### Source text
▬▬▬▬▬▬▬▬▬▬

July 29, 1993|From Staff and Wire Reports

NEW YORK — As if the New York Mets don't have enough problems on the field, another off-field incident has marred what is left of their off-field image.

After Tuesday night's 4-3 victory over Florida, a player sprayed what appeared to be bleach at a group of reporters in the Met clubhouse. Dave D'Alessandro, who covers the Mets for the Record of Hackensack, N.J., said some of the liquid got on his face.

"I was slightly turned with my right ear . . . to get a few words from Doc (Gooden) when some of us in the back felt sprinkles on our back," D'Alessandro said. "I did feel the back of my neck and it was Clorox, and I did get some on the side of my face, not too far from my left eye."

Bleach, a solution of sodium hypochlorite in water, is corrosive to the mucous membranes that protect many vital parts of the body. It can cause blindness if it gets in the eyes and is not quickly removed. It damages the interior of the lungs if it is inhaled, impairing breathing. If swallowed, it irritates the throat and stomach and can produce holes in their linings akin to ulcers. Prolonged exposure also irritates skin.

▬▬▬▬▬▬▬▬▬▬

(Collected data)
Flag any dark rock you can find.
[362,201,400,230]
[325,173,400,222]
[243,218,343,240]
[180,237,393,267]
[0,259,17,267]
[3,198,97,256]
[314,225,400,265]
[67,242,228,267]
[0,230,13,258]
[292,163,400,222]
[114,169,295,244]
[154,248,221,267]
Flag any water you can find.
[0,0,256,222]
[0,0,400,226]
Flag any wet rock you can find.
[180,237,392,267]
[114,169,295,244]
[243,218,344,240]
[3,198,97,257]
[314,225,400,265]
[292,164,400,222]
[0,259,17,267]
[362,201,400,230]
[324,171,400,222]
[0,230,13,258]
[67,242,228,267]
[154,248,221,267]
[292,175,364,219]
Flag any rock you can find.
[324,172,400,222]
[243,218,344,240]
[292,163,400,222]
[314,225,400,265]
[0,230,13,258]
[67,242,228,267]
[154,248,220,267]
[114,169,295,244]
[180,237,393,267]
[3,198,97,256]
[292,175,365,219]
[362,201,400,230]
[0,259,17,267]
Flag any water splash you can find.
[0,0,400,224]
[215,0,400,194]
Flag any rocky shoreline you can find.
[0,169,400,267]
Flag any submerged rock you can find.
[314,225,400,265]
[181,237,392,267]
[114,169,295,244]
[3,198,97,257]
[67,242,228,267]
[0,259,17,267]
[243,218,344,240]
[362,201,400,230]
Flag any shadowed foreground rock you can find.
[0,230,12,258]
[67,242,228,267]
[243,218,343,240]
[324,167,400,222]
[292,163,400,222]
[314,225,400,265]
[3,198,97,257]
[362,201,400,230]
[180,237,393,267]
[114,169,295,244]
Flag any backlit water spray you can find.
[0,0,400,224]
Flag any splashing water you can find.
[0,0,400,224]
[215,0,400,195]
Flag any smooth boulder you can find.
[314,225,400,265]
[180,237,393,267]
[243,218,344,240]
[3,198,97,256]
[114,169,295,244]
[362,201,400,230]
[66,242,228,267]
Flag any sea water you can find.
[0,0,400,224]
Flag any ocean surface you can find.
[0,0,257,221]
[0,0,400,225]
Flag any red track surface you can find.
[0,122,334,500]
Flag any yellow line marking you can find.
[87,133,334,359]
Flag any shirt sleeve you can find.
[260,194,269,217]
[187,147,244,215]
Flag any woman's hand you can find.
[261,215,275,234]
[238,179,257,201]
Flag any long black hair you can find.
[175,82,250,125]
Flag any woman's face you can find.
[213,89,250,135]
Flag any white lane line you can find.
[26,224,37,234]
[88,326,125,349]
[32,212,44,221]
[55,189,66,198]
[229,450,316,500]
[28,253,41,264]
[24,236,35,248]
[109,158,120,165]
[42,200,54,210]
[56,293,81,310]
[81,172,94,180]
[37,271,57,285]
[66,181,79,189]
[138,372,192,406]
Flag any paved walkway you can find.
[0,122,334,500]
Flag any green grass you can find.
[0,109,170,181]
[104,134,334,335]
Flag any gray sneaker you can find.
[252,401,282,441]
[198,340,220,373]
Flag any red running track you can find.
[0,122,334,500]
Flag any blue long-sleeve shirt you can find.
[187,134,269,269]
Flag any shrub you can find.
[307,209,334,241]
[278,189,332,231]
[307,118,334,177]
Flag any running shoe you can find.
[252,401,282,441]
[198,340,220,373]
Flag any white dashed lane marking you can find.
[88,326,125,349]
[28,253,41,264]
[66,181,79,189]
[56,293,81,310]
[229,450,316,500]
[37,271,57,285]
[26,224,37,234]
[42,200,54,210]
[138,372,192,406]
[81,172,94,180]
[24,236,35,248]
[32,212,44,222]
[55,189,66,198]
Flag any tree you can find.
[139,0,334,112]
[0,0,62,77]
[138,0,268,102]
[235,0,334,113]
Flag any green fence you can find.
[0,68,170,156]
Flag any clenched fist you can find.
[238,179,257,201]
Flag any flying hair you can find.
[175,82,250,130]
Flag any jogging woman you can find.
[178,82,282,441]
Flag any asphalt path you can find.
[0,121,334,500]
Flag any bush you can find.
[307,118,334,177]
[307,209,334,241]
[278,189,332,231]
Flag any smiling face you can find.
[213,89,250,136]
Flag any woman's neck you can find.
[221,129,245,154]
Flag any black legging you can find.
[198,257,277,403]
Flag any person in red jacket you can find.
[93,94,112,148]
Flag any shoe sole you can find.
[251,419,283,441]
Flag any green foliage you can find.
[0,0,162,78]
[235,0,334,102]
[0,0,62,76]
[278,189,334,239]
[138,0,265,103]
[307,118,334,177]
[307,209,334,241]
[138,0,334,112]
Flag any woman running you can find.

▬▬▬▬▬▬▬▬▬▬

### Exercise requirements
1. According to the news report, what was the score of the Mets' Tuesday night win over Florida?
2. Pull out every line of the records that contains the word "black".

### Final results
1. The Mets won 4-3.

2.
Flag any long black hair you can find.
Flag any black legging you can find.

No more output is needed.